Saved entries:
######

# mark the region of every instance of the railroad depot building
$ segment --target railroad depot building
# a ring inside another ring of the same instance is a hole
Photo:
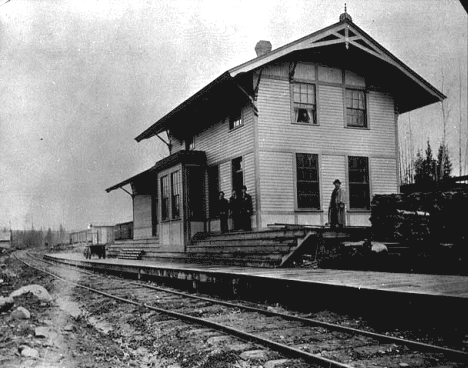
[[[349,226],[370,226],[375,194],[399,191],[398,115],[445,96],[353,23],[339,22],[236,66],[135,139],[167,133],[170,155],[131,186],[134,239],[185,252],[219,231],[218,192],[246,185],[253,231],[324,225],[333,181]],[[161,139],[164,139],[160,137]]]

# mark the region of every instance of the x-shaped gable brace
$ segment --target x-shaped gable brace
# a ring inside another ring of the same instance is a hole
[[[359,34],[358,31],[350,29],[349,24],[342,24],[337,28],[330,29],[320,35],[308,40],[307,43],[302,45],[303,48],[315,48],[321,46],[329,46],[343,43],[346,48],[349,48],[349,45],[353,45],[375,57],[378,57],[387,63],[391,63],[396,66],[396,63],[382,50],[369,42],[363,35]],[[301,48],[302,48],[301,47]]]

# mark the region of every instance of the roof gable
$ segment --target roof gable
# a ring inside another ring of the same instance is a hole
[[[168,129],[194,132],[201,127],[184,124],[183,122],[187,120],[187,116],[206,114],[206,111],[211,111],[211,118],[218,119],[223,113],[222,110],[227,108],[228,102],[231,104],[245,104],[251,103],[251,100],[255,99],[255,96],[250,96],[238,83],[242,75],[248,75],[247,73],[261,69],[265,65],[290,54],[305,52],[305,50],[317,50],[318,52],[324,50],[326,52],[330,47],[335,48],[335,50],[336,48],[339,49],[340,44],[343,44],[343,50],[354,55],[353,57],[365,59],[367,66],[370,68],[376,68],[377,70],[380,68],[380,75],[396,86],[394,92],[398,94],[396,103],[400,113],[427,106],[446,98],[443,93],[360,29],[352,22],[351,17],[344,13],[340,16],[338,23],[228,70],[163,116],[135,139],[139,142]],[[340,56],[347,57],[343,54],[340,54]],[[378,88],[378,86],[372,86],[372,88],[375,87]],[[224,98],[226,95],[230,96],[229,101]],[[212,106],[217,108],[212,109]],[[256,108],[254,103],[252,103],[252,106],[254,109]],[[204,117],[206,118],[206,116]],[[209,124],[209,119],[201,120],[204,120],[205,124]]]
[[[278,49],[272,50],[266,55],[262,55],[244,64],[234,67],[229,70],[231,76],[235,77],[241,73],[246,73],[254,69],[260,68],[274,60],[277,60],[285,55],[295,51],[310,50],[314,48],[344,44],[346,49],[356,47],[374,57],[379,58],[387,64],[397,68],[407,77],[420,84],[427,92],[434,95],[439,100],[445,98],[445,95],[434,88],[430,83],[420,77],[416,72],[411,70],[407,65],[396,58],[390,51],[381,46],[366,32],[354,24],[350,17],[346,17],[340,22],[329,27],[314,32],[308,36],[293,41]]]

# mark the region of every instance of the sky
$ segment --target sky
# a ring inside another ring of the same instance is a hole
[[[346,4],[355,24],[448,96],[446,139],[458,175],[460,138],[463,165],[468,155],[468,18],[462,5]],[[137,135],[253,59],[259,40],[275,49],[336,23],[343,11],[342,0],[0,5],[0,229],[61,224],[71,231],[131,221],[131,197],[105,189],[168,155],[157,137],[137,143]],[[442,121],[440,103],[402,114],[400,146],[417,151],[429,140],[438,147]]]

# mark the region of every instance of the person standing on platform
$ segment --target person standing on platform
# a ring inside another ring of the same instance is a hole
[[[342,229],[345,226],[346,199],[341,181],[336,179],[333,184],[335,189],[331,194],[330,206],[328,208],[328,223],[332,229]]]
[[[229,230],[229,227],[228,227],[229,202],[226,198],[224,198],[224,192],[219,192],[218,212],[219,212],[219,222],[221,226],[221,232],[226,233]]]
[[[232,230],[240,229],[240,203],[239,197],[237,196],[237,191],[234,189],[232,191],[231,198],[229,198],[229,213],[232,219]]]
[[[245,231],[252,230],[252,221],[250,216],[252,216],[253,207],[252,207],[252,197],[247,193],[247,187],[244,185],[242,187],[242,194],[240,197],[240,218],[241,218],[241,228]]]

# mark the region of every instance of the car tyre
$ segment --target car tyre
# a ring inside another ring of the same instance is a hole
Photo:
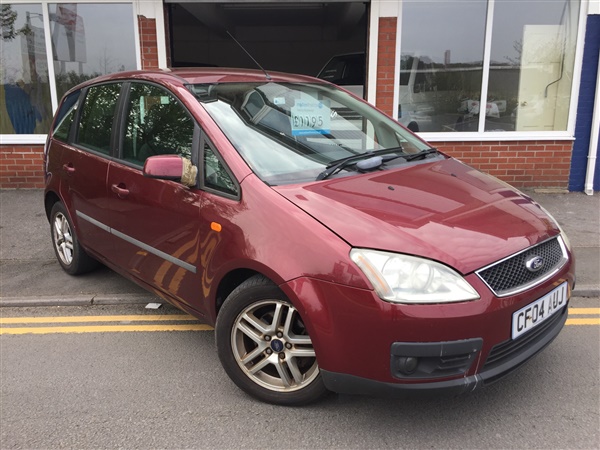
[[[300,314],[266,277],[239,285],[225,300],[215,328],[225,371],[251,396],[298,406],[327,393]]]
[[[50,212],[50,233],[56,259],[65,272],[79,275],[96,268],[98,262],[79,245],[75,228],[61,202],[56,202]]]

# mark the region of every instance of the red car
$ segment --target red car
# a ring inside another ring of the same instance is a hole
[[[552,217],[323,80],[97,78],[64,96],[45,165],[64,270],[101,262],[214,325],[266,402],[471,391],[567,318]]]

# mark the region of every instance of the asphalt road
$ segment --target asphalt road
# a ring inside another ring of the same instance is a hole
[[[169,306],[3,308],[0,447],[599,448],[598,301],[571,304],[596,308],[584,316],[595,325],[566,326],[514,376],[473,394],[330,395],[303,408],[266,405],[239,391],[210,330],[124,332],[148,323],[198,326]],[[79,322],[56,322],[65,316]],[[7,334],[65,326],[81,332]]]

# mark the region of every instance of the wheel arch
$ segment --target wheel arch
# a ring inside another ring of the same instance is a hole
[[[48,219],[48,222],[50,221],[50,213],[52,212],[52,207],[60,201],[61,199],[56,192],[46,192],[46,195],[44,196],[44,209],[46,210],[46,218]]]
[[[255,275],[263,275],[264,277],[269,278],[268,276],[266,276],[265,274],[263,274],[261,272],[258,272],[253,269],[248,269],[248,268],[238,268],[238,269],[231,270],[230,272],[226,273],[223,276],[223,278],[221,278],[221,281],[219,282],[219,285],[218,285],[216,293],[215,293],[214,313],[213,313],[213,317],[214,317],[215,321],[216,321],[217,315],[219,314],[221,306],[223,306],[223,303],[225,303],[225,300],[227,299],[229,294],[231,294],[240,284],[242,284],[248,278],[251,278]],[[272,281],[271,278],[269,278],[269,279]],[[274,284],[276,284],[276,283],[274,283]]]
[[[300,307],[302,310],[304,309],[304,305],[296,305],[297,301],[295,298],[290,298],[289,293],[286,292],[286,289],[283,289],[285,285],[285,280],[280,279],[278,274],[271,273],[270,270],[265,270],[266,268],[247,268],[241,267],[230,270],[227,272],[219,281],[219,284],[215,291],[215,297],[213,301],[213,311],[211,312],[214,323],[216,323],[217,316],[219,315],[219,311],[225,303],[225,300],[239,285],[241,285],[244,281],[252,278],[256,275],[261,275],[273,283],[274,286],[277,286],[284,295],[288,298],[290,302],[294,304],[297,308]]]
[[[281,314],[275,314],[277,310]],[[307,354],[310,336],[308,341],[299,339],[306,328],[293,310],[280,287],[257,274],[233,291],[215,326],[217,353],[231,380],[267,403],[299,406],[327,393],[315,354]],[[263,326],[256,326],[257,321]],[[278,346],[271,345],[271,339]],[[254,364],[255,370],[249,370]]]

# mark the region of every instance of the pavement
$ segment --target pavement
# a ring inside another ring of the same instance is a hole
[[[567,233],[574,297],[600,297],[600,193],[526,190]],[[41,190],[0,190],[0,307],[152,303],[162,300],[101,267],[70,276],[54,256]]]

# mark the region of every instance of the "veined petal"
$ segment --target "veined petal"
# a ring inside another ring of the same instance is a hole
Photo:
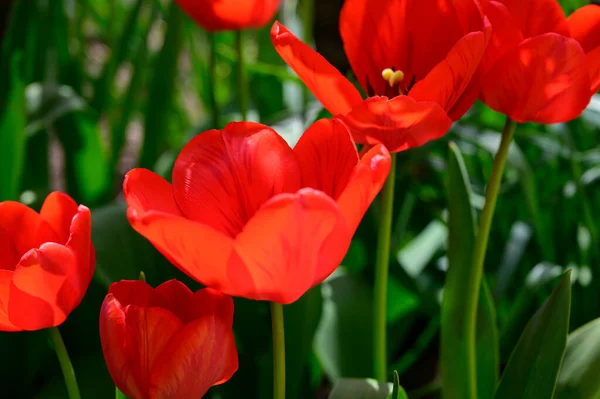
[[[212,227],[168,213],[140,214],[127,210],[131,226],[146,237],[171,263],[205,286],[226,292],[230,237]]]
[[[600,5],[588,4],[567,18],[571,37],[581,44],[586,53],[600,47]]]
[[[600,89],[600,47],[587,53],[585,59],[592,80],[592,94],[595,94]]]
[[[358,162],[350,132],[340,122],[313,123],[294,147],[302,171],[302,186],[337,199]]]
[[[0,331],[19,331],[8,318],[8,301],[10,293],[10,282],[13,272],[0,268]]]
[[[417,102],[408,96],[391,100],[371,97],[339,119],[357,143],[381,143],[390,152],[404,151],[437,139],[452,125],[438,104]]]
[[[492,24],[492,35],[481,60],[485,74],[504,54],[517,47],[525,38],[506,6],[498,1],[485,3],[486,17]]]
[[[100,310],[100,337],[115,385],[128,397],[148,398],[152,370],[182,328],[166,309],[121,306],[108,294]]]
[[[253,122],[194,137],[173,168],[183,214],[232,238],[269,198],[299,187],[292,149],[273,129]]]
[[[161,176],[148,169],[136,168],[125,175],[123,195],[135,214],[157,211],[182,216],[173,187]]]
[[[152,372],[149,398],[201,398],[237,369],[231,326],[219,317],[202,317],[187,324],[163,351]]]
[[[68,248],[46,243],[25,254],[15,269],[10,286],[8,317],[23,330],[54,327],[65,321],[77,299],[68,287],[77,260]],[[63,297],[61,294],[64,294]]]
[[[482,98],[517,122],[559,123],[581,114],[590,86],[579,43],[547,33],[499,59],[484,78]]]
[[[44,200],[40,216],[58,236],[59,244],[66,244],[71,231],[71,222],[77,214],[77,204],[67,194],[55,191]]]
[[[288,304],[342,261],[351,231],[337,204],[304,188],[267,202],[235,240],[230,295]]]
[[[279,22],[271,28],[271,41],[286,64],[333,115],[348,112],[362,100],[348,79]]]
[[[337,200],[352,234],[383,187],[391,163],[388,150],[377,144],[362,156],[352,171],[348,184]]]
[[[569,24],[556,0],[496,0],[508,9],[525,38],[544,33],[569,37]]]
[[[415,84],[408,95],[417,102],[435,102],[450,114],[471,83],[486,46],[487,38],[484,32],[473,32],[464,36],[452,47],[442,62]],[[471,96],[470,104],[461,104],[462,113],[453,114],[452,119],[460,119],[476,99],[476,96]]]

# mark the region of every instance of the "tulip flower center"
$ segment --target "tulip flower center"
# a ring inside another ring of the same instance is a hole
[[[390,84],[390,88],[397,86],[398,95],[408,94],[408,91],[415,84],[415,77],[413,76],[408,86],[401,85],[400,83],[404,80],[404,72],[400,70],[394,71],[392,68],[386,68],[381,71],[381,77]]]

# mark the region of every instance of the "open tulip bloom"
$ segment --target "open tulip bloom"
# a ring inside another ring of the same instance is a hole
[[[238,369],[233,300],[177,280],[155,289],[113,283],[100,311],[100,339],[115,385],[130,399],[201,398]]]
[[[491,34],[477,0],[346,0],[340,33],[368,94],[276,22],[277,52],[356,142],[397,152],[442,136],[479,93]]]
[[[293,149],[267,126],[232,122],[183,148],[172,184],[134,169],[123,190],[133,228],[186,274],[287,304],[340,264],[389,169],[382,145],[359,159],[339,121],[317,121]]]
[[[59,192],[40,213],[0,202],[0,331],[62,324],[87,291],[94,265],[88,208]]]
[[[517,122],[578,117],[600,88],[600,6],[565,18],[556,0],[497,0],[485,12],[483,101]]]

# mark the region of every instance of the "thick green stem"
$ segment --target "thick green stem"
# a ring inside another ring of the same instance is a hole
[[[375,258],[375,291],[373,300],[373,361],[375,379],[387,381],[387,284],[390,264],[390,242],[396,183],[396,154],[392,154],[390,174],[381,191],[381,212]]]
[[[65,377],[69,399],[81,399],[79,387],[77,386],[77,379],[75,378],[75,371],[73,370],[73,365],[71,364],[71,359],[69,359],[69,354],[67,353],[67,348],[62,340],[60,331],[58,330],[58,327],[51,327],[48,331],[50,332],[50,338],[52,339],[54,350],[56,351],[56,356],[60,363],[60,368]]]
[[[208,56],[208,84],[210,96],[210,111],[212,112],[213,128],[220,129],[220,110],[217,103],[217,38],[214,33],[209,33],[209,56]]]
[[[285,399],[285,334],[283,306],[271,302],[273,329],[273,399]]]
[[[237,77],[240,112],[242,113],[242,120],[246,120],[248,117],[248,82],[246,79],[246,66],[244,65],[244,33],[241,30],[235,33],[235,48],[238,55]]]
[[[467,317],[465,326],[465,339],[470,349],[469,353],[471,354],[471,365],[468,368],[467,372],[471,374],[469,376],[469,381],[471,382],[471,384],[473,384],[473,389],[471,390],[472,392],[477,392],[477,369],[475,365],[475,330],[477,326],[477,304],[479,303],[479,290],[481,288],[481,279],[483,276],[483,263],[485,260],[485,253],[487,249],[488,238],[490,235],[490,229],[492,227],[492,220],[494,218],[494,211],[496,209],[496,202],[498,200],[498,193],[500,192],[500,183],[502,182],[504,166],[506,165],[506,160],[508,158],[508,149],[510,147],[510,143],[513,140],[516,126],[517,125],[513,120],[509,118],[506,119],[504,131],[502,132],[502,138],[500,140],[500,147],[498,148],[498,152],[494,157],[492,174],[490,175],[490,180],[485,190],[485,205],[483,206],[483,211],[481,212],[481,217],[479,219],[479,228],[477,229],[475,244],[473,248],[473,279],[468,284],[469,289],[467,290],[467,293],[470,296],[470,299],[466,301],[466,303],[468,304],[468,309],[465,309]]]

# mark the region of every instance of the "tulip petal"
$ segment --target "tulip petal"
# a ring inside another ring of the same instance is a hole
[[[511,17],[506,6],[497,1],[485,3],[485,14],[492,24],[492,35],[487,45],[481,69],[489,71],[494,63],[523,40],[523,33]]]
[[[179,270],[219,289],[228,284],[227,260],[233,240],[213,228],[180,216],[129,209],[131,226],[146,237]]]
[[[121,306],[135,305],[141,307],[162,307],[162,298],[156,294],[155,290],[144,281],[140,280],[121,280],[118,283],[112,283],[108,287],[108,293],[111,294]]]
[[[286,64],[333,115],[348,112],[362,100],[348,79],[279,22],[271,28],[271,41]]]
[[[592,79],[592,94],[600,89],[600,47],[590,51],[585,56]]]
[[[590,86],[579,43],[547,33],[499,59],[484,77],[482,98],[517,122],[559,123],[581,114]]]
[[[123,195],[127,206],[136,213],[143,214],[153,210],[182,215],[175,202],[173,187],[148,169],[132,169],[125,175]]]
[[[10,321],[30,331],[64,322],[73,302],[81,300],[68,281],[74,273],[77,273],[76,258],[62,245],[46,243],[26,253],[12,278]]]
[[[337,200],[338,207],[346,218],[352,234],[383,187],[391,163],[388,150],[378,144],[363,155],[352,171],[350,181]]]
[[[235,240],[226,294],[288,304],[340,264],[351,234],[336,203],[305,188],[281,194],[250,219]]]
[[[156,287],[154,294],[160,297],[160,306],[171,311],[184,324],[196,318],[194,316],[197,307],[210,306],[209,304],[192,306],[195,303],[194,293],[181,281],[175,279],[166,281]]]
[[[59,244],[66,244],[71,231],[71,222],[77,214],[77,204],[67,194],[55,191],[44,200],[40,216],[58,236]],[[89,246],[88,246],[89,248]]]
[[[466,104],[459,101],[477,71],[486,45],[486,35],[483,32],[464,36],[452,47],[446,59],[417,82],[408,95],[418,102],[438,103],[451,119],[460,119],[477,99],[478,89],[471,90],[472,95]],[[459,108],[455,108],[457,103]],[[453,112],[455,110],[458,112]]]
[[[209,32],[262,28],[277,12],[280,0],[176,0]]]
[[[8,318],[8,295],[10,293],[10,282],[13,272],[0,269],[0,331],[19,331]]]
[[[194,137],[173,168],[183,214],[232,238],[269,198],[299,186],[292,149],[260,123],[232,122]]]
[[[65,309],[72,310],[83,299],[96,266],[96,254],[92,245],[92,215],[87,207],[80,205],[77,208],[69,232],[66,247],[75,255],[77,266],[67,274],[70,284],[65,286],[65,289],[72,287],[74,292],[69,295],[61,295],[61,297],[69,298],[64,306]]]
[[[497,0],[504,4],[525,38],[544,33],[569,35],[569,24],[556,0]]]
[[[443,136],[452,121],[433,102],[417,102],[408,96],[391,100],[371,97],[339,117],[361,144],[383,144],[390,152],[418,147]]]
[[[581,44],[583,51],[589,53],[600,47],[600,5],[588,4],[567,18],[571,37]]]
[[[231,327],[217,315],[205,316],[187,324],[165,348],[152,372],[148,398],[201,398],[237,369]]]
[[[166,309],[121,306],[108,294],[100,310],[100,338],[115,385],[128,397],[148,398],[152,370],[182,328]]]
[[[0,231],[3,232],[3,238],[9,237],[12,241],[19,258],[45,242],[58,241],[52,227],[37,212],[13,201],[0,202]],[[15,266],[16,263],[11,269]]]
[[[358,162],[350,132],[340,122],[313,123],[294,147],[302,171],[302,186],[337,199]]]

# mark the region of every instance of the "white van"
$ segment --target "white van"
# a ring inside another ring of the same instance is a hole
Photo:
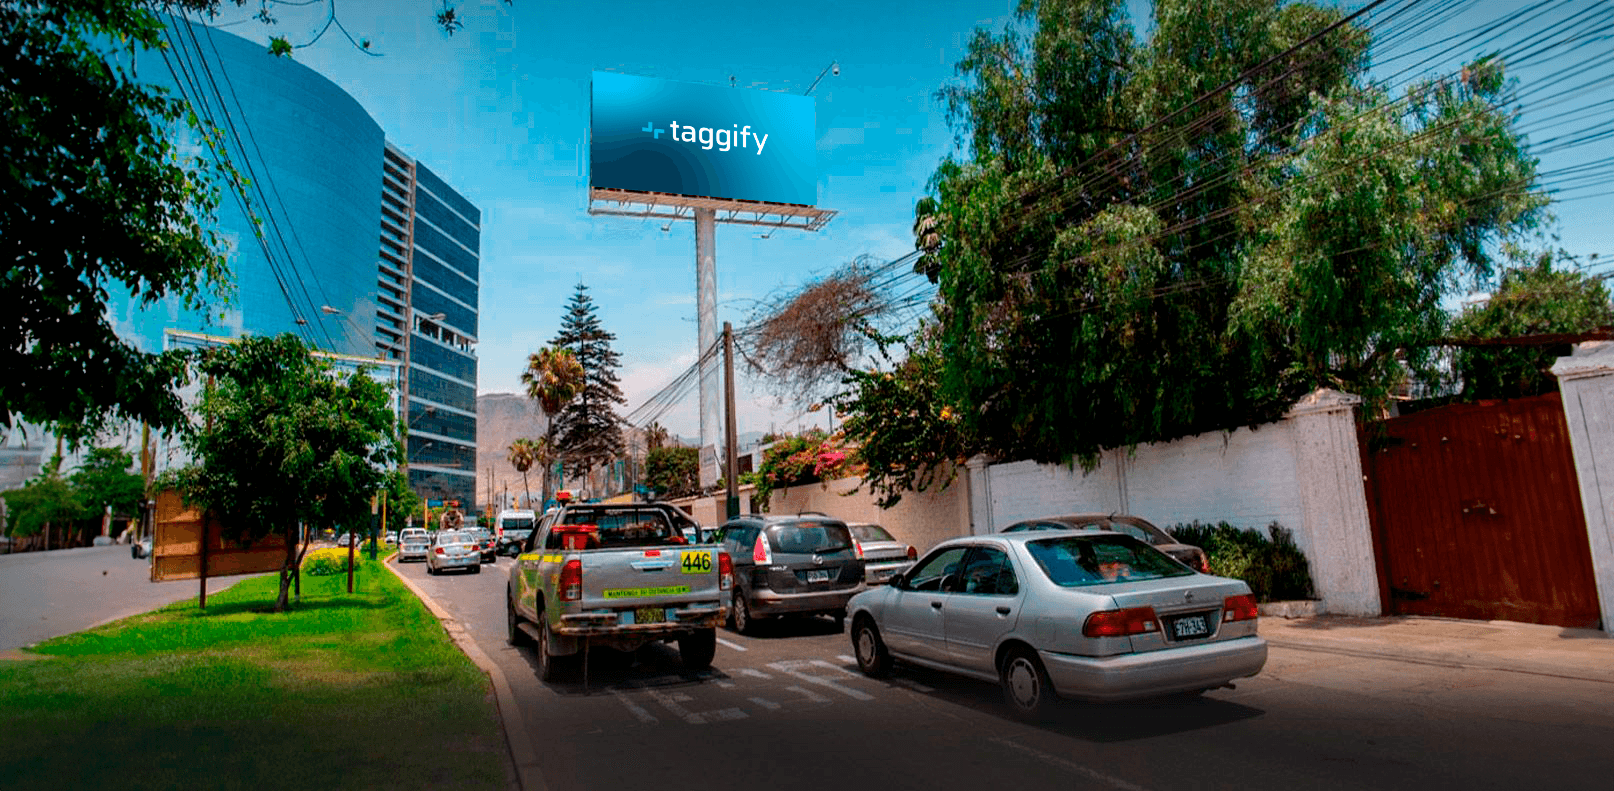
[[[532,511],[500,511],[499,518],[493,522],[495,543],[499,547],[499,554],[514,556],[521,550],[527,536],[532,535],[532,528],[538,523],[538,515]]]

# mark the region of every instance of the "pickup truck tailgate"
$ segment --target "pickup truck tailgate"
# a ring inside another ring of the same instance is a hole
[[[672,622],[686,611],[715,609],[722,597],[720,551],[721,546],[712,544],[578,552],[583,563],[581,609],[610,610],[620,624]]]

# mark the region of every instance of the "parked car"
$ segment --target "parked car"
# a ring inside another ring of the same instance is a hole
[[[477,549],[482,554],[483,563],[492,563],[499,559],[498,543],[494,541],[493,531],[485,527],[473,527],[465,534],[476,542]]]
[[[431,534],[425,528],[406,527],[398,531],[398,562],[425,560],[431,554]]]
[[[494,537],[498,542],[498,551],[501,555],[515,557],[521,554],[521,545],[526,543],[527,536],[532,535],[533,526],[538,524],[538,515],[527,510],[505,510],[493,520]]]
[[[913,565],[919,550],[893,538],[886,529],[872,522],[847,522],[863,550],[863,579],[870,585],[883,585],[891,575]]]
[[[432,536],[432,551],[426,555],[426,573],[441,574],[449,569],[482,573],[481,547],[464,530],[439,530]]]
[[[1210,560],[1205,557],[1205,550],[1191,544],[1180,543],[1177,539],[1172,538],[1170,533],[1136,516],[1126,516],[1124,514],[1043,516],[1015,522],[998,532],[1020,533],[1026,530],[1113,530],[1117,533],[1132,536],[1182,561],[1184,565],[1194,571],[1201,574],[1210,573]]]
[[[847,609],[864,674],[903,660],[996,682],[1027,720],[1056,697],[1197,694],[1259,673],[1267,658],[1248,585],[1112,531],[944,541]]]
[[[387,542],[387,546],[389,546],[389,547],[390,546],[396,546],[398,544],[398,531],[396,531],[396,530],[388,530],[386,538],[384,538],[382,540]]]
[[[130,544],[129,555],[135,560],[151,557],[151,536],[146,536],[145,538]]]
[[[718,541],[733,558],[729,625],[741,634],[776,615],[828,615],[845,628],[846,603],[867,586],[852,531],[818,514],[729,520]]]

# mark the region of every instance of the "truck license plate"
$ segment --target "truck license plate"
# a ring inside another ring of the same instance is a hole
[[[667,610],[662,607],[640,607],[633,611],[634,623],[666,623]]]
[[[829,572],[828,571],[809,571],[809,572],[807,572],[807,581],[808,582],[829,582]]]
[[[1171,624],[1171,633],[1179,638],[1204,637],[1210,634],[1210,625],[1205,622],[1203,615],[1186,615]]]

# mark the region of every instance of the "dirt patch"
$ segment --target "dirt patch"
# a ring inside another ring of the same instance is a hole
[[[46,656],[44,654],[30,654],[30,653],[28,653],[26,651],[19,651],[17,649],[12,649],[10,651],[0,651],[0,662],[13,661],[13,660],[15,660],[15,661],[25,661],[25,660],[29,660],[29,659],[50,659],[50,658],[51,657]]]

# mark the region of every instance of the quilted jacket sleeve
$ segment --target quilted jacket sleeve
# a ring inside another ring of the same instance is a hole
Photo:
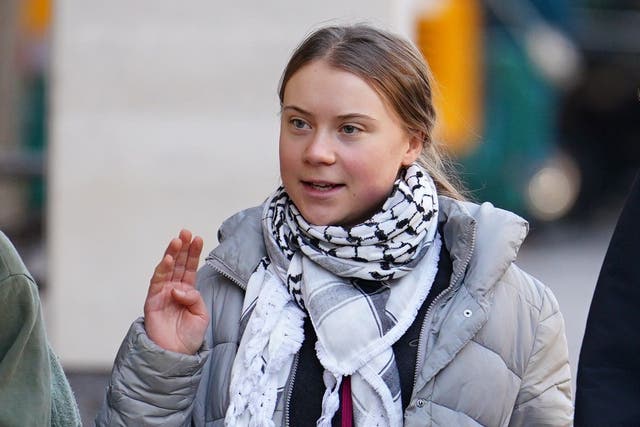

######

Assignment - Scan the data above for the word "license", then copy every line that holds it.

Written solution -
# mark the region of every instance of the "truck license plate"
$ segment --target "truck license plate"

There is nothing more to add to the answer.